■ What is expected: Put the data in the stretch from "-- select a point on the corrugated" through "[(166, 61), (202, 64), (315, 59), (253, 17), (297, 20)]" below into a two-column CSV with headers input and output, one row per input paired with its output. Quote every field and turn line breaks into spaces.
═══ Listed entries ═══
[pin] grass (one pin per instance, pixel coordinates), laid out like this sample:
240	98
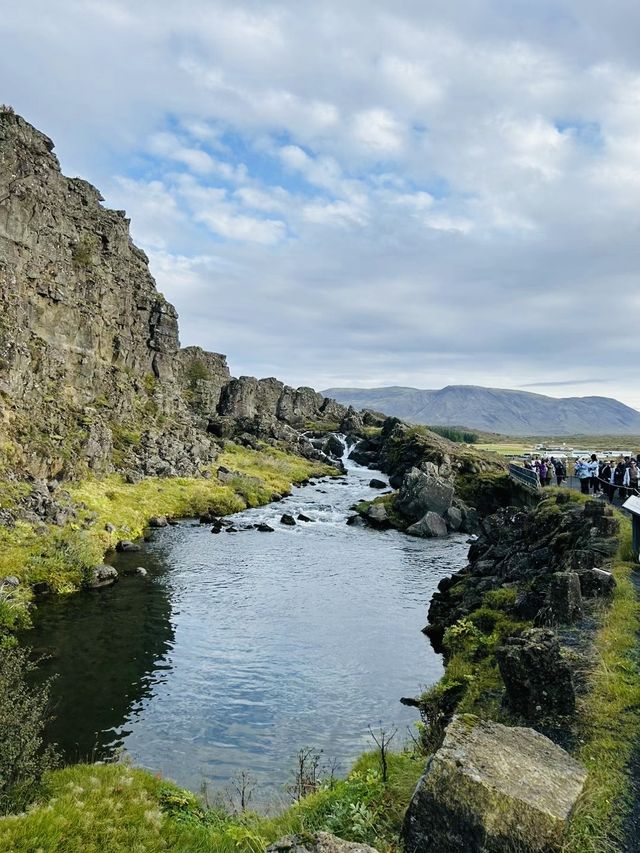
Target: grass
610	717
63	556
117	808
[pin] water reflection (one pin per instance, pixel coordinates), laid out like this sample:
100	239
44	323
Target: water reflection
108	650
238	649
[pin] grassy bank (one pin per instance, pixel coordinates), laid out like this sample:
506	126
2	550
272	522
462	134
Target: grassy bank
108	509
610	716
116	808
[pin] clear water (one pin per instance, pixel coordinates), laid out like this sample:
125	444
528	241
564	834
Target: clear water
238	649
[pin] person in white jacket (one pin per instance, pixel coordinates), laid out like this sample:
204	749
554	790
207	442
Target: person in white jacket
593	467
584	475
631	477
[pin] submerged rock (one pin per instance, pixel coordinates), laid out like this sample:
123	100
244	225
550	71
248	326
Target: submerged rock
492	788
126	546
320	842
565	598
537	678
431	525
377	514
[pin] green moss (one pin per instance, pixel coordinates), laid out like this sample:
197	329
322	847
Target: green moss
395	518
62	557
610	721
115	808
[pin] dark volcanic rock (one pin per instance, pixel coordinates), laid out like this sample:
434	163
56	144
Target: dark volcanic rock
377	484
102	576
493	789
431	525
565	598
125	546
422	492
537	679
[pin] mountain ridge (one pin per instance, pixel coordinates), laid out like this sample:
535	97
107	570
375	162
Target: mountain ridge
500	410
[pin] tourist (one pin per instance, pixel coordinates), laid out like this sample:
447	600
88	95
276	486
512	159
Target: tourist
542	472
618	478
594	470
551	472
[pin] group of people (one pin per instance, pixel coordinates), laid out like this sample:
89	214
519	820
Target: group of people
551	471
599	477
608	476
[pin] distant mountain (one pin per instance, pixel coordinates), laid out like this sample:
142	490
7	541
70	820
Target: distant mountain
496	410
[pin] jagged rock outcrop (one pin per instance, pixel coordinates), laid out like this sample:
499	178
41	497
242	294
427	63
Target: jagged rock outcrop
320	842
492	789
534	554
88	342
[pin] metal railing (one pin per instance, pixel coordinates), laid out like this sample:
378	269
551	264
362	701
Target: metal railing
524	476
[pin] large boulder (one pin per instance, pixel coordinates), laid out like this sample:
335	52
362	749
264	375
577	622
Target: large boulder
422	492
538	680
320	842
491	789
430	526
565	598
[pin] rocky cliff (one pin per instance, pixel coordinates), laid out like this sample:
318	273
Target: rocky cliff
92	376
497	410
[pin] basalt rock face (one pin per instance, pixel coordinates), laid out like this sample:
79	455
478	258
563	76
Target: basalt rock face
90	346
87	344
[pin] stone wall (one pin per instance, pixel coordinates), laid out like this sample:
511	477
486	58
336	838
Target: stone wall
91	371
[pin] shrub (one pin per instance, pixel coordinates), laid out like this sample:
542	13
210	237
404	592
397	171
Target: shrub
24	711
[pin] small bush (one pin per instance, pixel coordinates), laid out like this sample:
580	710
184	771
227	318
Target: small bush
24	711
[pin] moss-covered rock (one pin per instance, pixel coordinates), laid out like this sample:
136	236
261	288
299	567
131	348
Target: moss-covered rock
493	789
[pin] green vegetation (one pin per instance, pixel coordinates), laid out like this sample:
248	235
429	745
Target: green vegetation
115	808
23	714
196	372
83	252
610	716
460	436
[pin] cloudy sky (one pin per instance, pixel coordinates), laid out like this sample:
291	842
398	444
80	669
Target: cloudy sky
364	193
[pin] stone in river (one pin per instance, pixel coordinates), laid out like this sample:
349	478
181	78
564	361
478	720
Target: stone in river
319	842
125	546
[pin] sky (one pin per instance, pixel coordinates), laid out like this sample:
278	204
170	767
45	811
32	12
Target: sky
364	193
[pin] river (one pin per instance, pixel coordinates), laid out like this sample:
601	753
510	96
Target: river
238	649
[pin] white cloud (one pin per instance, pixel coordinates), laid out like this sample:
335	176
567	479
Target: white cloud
423	193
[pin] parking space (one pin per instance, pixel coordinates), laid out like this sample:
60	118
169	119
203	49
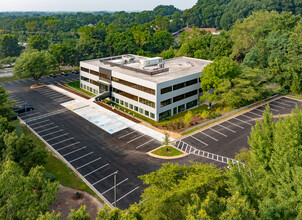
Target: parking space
228	137
135	140
95	168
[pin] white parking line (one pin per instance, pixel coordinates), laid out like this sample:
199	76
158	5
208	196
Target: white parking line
135	138
39	122
126	195
281	103
96	170
104	178
56	137
218	132
47	129
247	116
88	163
144	143
70	145
276	106
113	186
63	141
52	133
81	157
208	136
243	121
74	151
235	124
199	140
255	114
44	125
127	134
227	128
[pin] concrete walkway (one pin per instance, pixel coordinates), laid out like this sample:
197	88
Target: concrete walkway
103	118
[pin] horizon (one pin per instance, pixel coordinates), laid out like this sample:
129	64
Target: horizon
90	5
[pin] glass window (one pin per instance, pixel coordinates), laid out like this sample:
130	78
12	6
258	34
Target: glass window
191	104
165	114
181	108
166	102
147	102
85	69
175	111
147	113
166	90
178	86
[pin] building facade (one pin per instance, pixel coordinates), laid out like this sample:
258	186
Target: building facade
152	87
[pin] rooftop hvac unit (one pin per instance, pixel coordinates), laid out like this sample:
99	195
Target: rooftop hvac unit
151	61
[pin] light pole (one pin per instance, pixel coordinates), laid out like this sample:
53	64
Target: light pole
115	188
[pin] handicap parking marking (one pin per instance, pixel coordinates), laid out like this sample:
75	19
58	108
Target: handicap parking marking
144	143
88	163
235	124
96	170
125	195
199	140
208	135
218	132
226	128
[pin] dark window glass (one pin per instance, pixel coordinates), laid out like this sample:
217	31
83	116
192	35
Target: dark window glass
133	85
166	90
85	69
178	86
165	114
128	95
166	102
191	82
147	102
191	104
94	73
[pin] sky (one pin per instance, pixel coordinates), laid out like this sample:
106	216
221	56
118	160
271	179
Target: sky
90	5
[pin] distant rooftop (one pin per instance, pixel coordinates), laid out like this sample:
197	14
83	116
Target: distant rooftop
151	69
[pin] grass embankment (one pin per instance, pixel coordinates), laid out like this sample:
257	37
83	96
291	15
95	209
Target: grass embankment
63	173
76	85
172	152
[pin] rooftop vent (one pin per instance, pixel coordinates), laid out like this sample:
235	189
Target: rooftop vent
151	61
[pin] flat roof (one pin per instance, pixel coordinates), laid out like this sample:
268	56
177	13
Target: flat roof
173	68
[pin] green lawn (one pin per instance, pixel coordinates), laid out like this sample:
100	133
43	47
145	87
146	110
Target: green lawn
161	152
76	85
54	165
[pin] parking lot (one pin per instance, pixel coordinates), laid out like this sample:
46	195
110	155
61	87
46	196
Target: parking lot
228	137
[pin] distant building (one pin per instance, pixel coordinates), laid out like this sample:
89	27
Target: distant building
152	87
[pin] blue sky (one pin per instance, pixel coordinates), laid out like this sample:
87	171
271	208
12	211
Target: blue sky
90	5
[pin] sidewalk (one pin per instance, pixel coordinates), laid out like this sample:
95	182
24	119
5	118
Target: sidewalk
102	117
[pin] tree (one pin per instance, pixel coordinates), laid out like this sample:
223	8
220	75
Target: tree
34	64
24	197
24	152
9	46
271	178
80	214
38	43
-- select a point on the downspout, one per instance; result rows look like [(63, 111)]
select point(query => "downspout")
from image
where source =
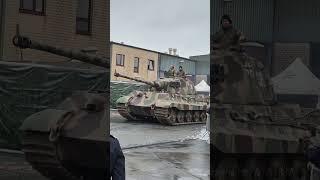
[(159, 65), (2, 25), (274, 21)]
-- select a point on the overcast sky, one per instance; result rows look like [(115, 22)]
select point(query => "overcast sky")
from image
[(161, 24)]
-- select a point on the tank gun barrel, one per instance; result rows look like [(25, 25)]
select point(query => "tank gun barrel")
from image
[(24, 42), (138, 80)]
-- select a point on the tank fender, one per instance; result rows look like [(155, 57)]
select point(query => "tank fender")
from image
[(43, 120)]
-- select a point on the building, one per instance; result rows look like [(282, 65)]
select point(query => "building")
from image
[(202, 70), (145, 64), (79, 24), (287, 28), (134, 62), (166, 60)]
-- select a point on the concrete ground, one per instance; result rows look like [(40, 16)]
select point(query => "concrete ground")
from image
[(158, 152), (152, 151)]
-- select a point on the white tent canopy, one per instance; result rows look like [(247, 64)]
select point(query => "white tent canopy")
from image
[(296, 79), (202, 87)]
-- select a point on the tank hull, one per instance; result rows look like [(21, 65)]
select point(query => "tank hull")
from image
[(61, 160), (69, 142)]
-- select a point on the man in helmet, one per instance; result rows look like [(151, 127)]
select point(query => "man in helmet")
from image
[(117, 160), (227, 38), (181, 72), (171, 72)]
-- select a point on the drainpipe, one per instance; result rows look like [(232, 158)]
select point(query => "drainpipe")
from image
[(2, 25)]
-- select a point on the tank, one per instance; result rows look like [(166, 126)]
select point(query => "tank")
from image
[(169, 101), (69, 141), (253, 136)]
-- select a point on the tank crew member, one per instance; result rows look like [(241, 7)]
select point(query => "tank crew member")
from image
[(227, 38), (313, 148), (171, 72), (181, 72), (117, 160)]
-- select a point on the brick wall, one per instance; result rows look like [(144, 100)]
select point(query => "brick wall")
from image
[(57, 28), (130, 53)]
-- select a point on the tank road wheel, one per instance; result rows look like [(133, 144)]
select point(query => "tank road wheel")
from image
[(180, 117), (188, 116), (227, 169), (172, 116), (196, 116), (203, 116)]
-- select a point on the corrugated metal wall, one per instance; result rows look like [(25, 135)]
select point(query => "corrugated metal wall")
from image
[(166, 61), (202, 64), (315, 59), (253, 17), (297, 20)]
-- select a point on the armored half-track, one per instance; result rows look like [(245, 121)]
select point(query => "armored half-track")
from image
[(70, 141), (170, 101), (252, 135)]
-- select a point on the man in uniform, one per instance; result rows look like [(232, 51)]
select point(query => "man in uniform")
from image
[(181, 72), (227, 38), (117, 160), (171, 72)]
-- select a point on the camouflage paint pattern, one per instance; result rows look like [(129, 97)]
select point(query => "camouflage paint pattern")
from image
[(169, 93), (55, 140), (247, 120)]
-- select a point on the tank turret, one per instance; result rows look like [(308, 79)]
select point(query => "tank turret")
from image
[(25, 42), (152, 84), (171, 85), (239, 78)]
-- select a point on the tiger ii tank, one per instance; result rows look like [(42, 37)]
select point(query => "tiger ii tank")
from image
[(70, 141), (169, 101), (253, 136)]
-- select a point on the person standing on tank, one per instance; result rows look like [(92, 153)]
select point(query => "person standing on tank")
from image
[(181, 72), (171, 72), (227, 38), (117, 160)]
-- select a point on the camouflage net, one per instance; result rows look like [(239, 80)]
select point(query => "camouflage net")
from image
[(28, 88)]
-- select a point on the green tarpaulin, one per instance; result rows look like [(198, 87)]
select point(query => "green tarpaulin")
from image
[(27, 88)]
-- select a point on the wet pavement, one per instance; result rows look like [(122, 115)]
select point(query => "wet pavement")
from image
[(171, 161), (152, 151), (14, 167), (158, 152)]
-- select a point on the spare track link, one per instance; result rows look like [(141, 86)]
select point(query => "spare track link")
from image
[(41, 154), (123, 111), (162, 116), (250, 168)]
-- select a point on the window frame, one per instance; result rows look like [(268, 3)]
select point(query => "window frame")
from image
[(88, 20), (136, 69), (33, 11), (122, 60), (150, 60)]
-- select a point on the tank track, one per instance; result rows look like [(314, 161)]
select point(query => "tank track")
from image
[(252, 168), (162, 116), (42, 155), (124, 113)]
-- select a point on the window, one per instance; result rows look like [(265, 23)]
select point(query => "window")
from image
[(35, 7), (120, 60), (84, 17), (136, 65), (151, 65)]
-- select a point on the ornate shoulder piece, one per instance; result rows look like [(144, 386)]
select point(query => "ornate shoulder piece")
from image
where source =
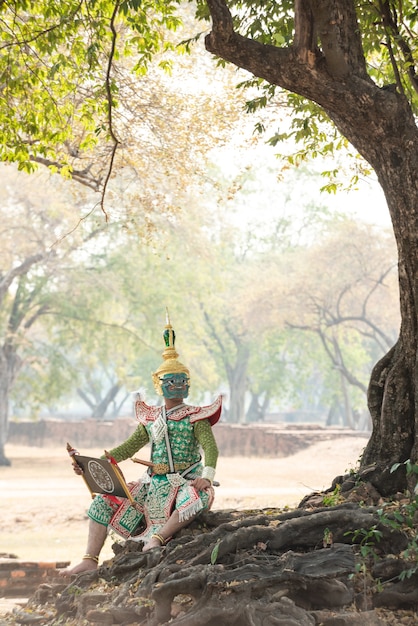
[(212, 412), (145, 413)]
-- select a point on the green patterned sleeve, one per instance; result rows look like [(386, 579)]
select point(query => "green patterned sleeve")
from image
[(137, 440), (204, 435)]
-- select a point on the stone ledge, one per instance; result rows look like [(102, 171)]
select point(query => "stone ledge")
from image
[(19, 578)]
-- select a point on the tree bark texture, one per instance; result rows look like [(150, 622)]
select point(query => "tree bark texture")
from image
[(326, 64), (240, 569)]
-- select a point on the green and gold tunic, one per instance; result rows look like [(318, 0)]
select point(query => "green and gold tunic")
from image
[(160, 491)]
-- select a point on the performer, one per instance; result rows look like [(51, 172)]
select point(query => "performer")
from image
[(177, 486)]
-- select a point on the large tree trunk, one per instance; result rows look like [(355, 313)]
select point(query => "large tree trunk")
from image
[(380, 124)]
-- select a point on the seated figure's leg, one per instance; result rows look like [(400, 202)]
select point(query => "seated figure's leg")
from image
[(95, 542), (194, 502), (170, 528)]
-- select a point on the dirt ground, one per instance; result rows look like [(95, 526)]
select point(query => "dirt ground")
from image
[(42, 517)]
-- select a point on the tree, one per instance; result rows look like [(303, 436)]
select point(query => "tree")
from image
[(344, 291), (353, 63), (31, 273)]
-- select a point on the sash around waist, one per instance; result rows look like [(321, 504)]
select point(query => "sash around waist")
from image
[(164, 468)]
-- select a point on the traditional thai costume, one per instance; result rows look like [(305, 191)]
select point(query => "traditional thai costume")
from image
[(176, 437)]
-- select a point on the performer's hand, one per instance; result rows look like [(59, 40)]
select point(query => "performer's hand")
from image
[(201, 483), (77, 469)]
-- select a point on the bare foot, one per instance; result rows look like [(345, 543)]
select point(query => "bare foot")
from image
[(86, 565), (152, 543)]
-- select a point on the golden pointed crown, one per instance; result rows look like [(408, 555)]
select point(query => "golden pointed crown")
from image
[(170, 365)]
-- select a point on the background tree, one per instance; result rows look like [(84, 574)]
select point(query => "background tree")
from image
[(356, 64)]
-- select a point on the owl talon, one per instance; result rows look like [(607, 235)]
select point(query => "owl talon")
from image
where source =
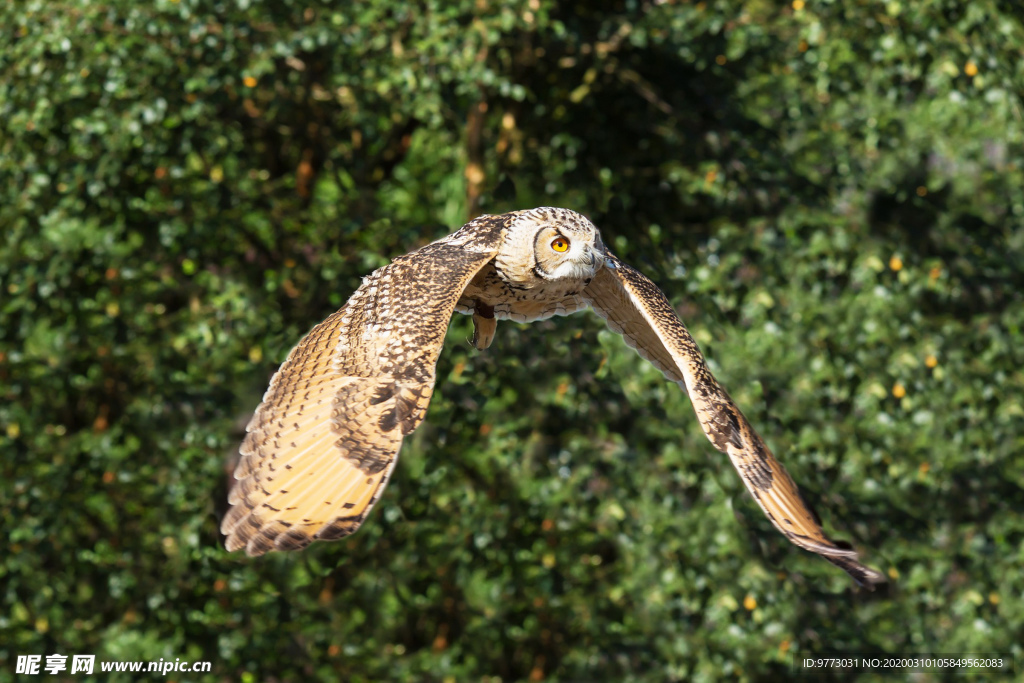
[(483, 331)]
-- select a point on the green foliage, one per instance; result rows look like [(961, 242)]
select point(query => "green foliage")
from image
[(833, 194)]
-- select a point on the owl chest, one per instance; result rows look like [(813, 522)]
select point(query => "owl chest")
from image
[(487, 290)]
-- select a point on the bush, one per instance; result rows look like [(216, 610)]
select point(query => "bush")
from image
[(832, 194)]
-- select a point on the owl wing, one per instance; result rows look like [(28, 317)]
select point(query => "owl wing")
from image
[(636, 308), (322, 445)]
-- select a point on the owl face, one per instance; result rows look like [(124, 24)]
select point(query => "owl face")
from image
[(565, 245)]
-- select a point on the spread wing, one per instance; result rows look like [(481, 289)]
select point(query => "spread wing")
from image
[(323, 443), (636, 308)]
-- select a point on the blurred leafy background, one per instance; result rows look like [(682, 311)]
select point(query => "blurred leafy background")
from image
[(830, 193)]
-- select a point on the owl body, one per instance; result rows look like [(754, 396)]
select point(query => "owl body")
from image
[(324, 442)]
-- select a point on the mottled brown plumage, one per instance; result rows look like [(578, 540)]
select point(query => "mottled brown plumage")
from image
[(325, 440)]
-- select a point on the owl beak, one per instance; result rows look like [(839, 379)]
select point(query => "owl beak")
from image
[(594, 258)]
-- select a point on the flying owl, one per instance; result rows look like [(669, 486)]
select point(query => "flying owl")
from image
[(324, 442)]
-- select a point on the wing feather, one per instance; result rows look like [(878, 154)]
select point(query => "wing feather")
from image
[(635, 307), (323, 443)]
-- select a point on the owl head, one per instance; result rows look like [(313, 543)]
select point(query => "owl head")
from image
[(558, 245)]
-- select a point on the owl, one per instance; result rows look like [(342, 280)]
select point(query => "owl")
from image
[(324, 441)]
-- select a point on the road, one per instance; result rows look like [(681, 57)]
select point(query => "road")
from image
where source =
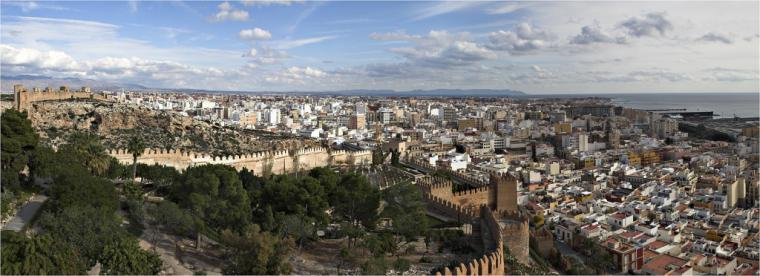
[(25, 214)]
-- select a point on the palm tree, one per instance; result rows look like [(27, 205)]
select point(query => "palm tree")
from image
[(87, 147), (136, 147)]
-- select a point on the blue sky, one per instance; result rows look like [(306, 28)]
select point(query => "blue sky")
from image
[(537, 47)]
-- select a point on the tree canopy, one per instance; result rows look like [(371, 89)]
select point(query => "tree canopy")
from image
[(18, 142), (216, 194)]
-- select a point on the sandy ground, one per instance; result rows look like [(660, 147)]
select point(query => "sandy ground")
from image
[(323, 257), (179, 254)]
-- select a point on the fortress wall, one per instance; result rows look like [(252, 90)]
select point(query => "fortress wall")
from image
[(447, 208), (492, 262), (474, 197), (276, 162), (281, 162), (436, 186), (24, 98), (516, 233)]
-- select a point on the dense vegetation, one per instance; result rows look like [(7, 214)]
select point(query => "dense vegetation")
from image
[(79, 225), (260, 221)]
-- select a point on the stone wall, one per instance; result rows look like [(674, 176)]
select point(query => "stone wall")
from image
[(24, 98), (507, 226), (274, 162), (516, 233), (492, 261)]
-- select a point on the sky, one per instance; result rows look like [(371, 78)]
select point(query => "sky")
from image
[(283, 45)]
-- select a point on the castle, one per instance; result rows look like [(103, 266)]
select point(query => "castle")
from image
[(261, 163), (494, 207), (23, 99)]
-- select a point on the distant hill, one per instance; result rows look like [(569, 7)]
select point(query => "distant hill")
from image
[(428, 93), (29, 81)]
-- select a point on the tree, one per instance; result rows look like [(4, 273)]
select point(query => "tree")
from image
[(256, 252), (175, 219), (136, 147), (407, 209), (132, 191), (538, 220), (216, 195), (124, 257), (39, 254), (85, 228), (300, 196), (374, 266), (87, 149), (395, 157), (18, 142)]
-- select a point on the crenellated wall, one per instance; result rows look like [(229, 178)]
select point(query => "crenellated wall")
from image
[(275, 162), (492, 261), (506, 225), (24, 98)]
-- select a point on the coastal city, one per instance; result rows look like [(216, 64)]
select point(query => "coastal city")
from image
[(568, 180), (446, 137)]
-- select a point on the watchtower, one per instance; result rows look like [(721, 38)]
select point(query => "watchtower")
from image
[(504, 193)]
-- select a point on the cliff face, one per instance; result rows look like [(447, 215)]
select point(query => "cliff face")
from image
[(117, 123)]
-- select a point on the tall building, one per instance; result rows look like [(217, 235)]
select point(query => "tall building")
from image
[(357, 121), (664, 127), (273, 116), (449, 114), (385, 115), (361, 108), (583, 142)]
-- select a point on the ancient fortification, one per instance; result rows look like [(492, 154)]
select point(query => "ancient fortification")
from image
[(23, 99), (494, 207), (263, 163)]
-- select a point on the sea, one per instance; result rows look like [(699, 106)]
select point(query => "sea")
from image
[(725, 105)]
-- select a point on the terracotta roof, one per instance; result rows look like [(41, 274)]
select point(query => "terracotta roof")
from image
[(656, 245), (661, 263)]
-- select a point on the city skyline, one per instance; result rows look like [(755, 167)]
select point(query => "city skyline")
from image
[(546, 47)]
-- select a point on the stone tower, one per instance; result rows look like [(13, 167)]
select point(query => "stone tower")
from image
[(504, 195), (20, 97)]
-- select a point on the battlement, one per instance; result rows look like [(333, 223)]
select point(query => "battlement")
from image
[(23, 98), (481, 189), (492, 262), (280, 161)]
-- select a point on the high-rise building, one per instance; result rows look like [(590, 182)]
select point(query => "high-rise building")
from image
[(357, 121), (361, 108), (449, 114), (583, 142)]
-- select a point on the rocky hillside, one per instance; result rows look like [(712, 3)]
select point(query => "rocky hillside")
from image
[(117, 123)]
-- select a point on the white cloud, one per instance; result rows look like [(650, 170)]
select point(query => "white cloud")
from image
[(523, 39), (255, 34), (716, 37), (651, 24), (294, 43), (443, 7), (506, 8), (49, 60), (593, 34), (228, 12), (437, 48), (269, 2), (266, 56)]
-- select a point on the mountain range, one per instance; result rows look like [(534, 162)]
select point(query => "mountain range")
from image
[(7, 82)]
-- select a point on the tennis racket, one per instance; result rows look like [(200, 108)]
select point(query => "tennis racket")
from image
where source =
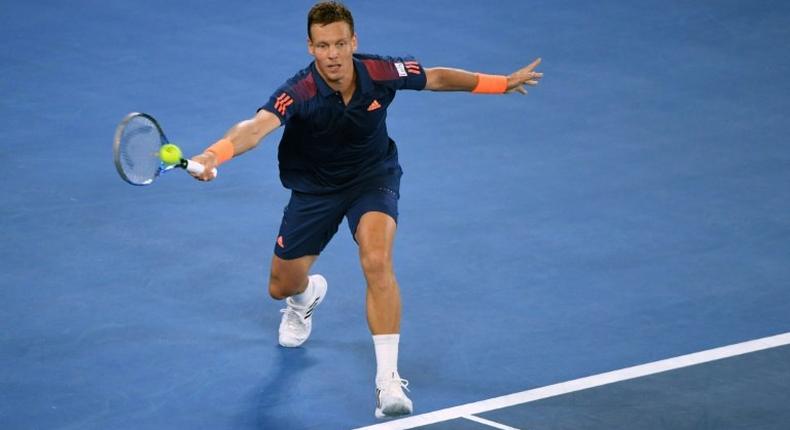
═══
■ Result below:
input,output
"-- select a point on the corrugated metal wall, one per instance; result rows look like [(25, 135)] select point(query => ""corrugated metal wall"") from image","[(166, 61), (202, 64), (315, 59), (253, 17), (297, 20)]"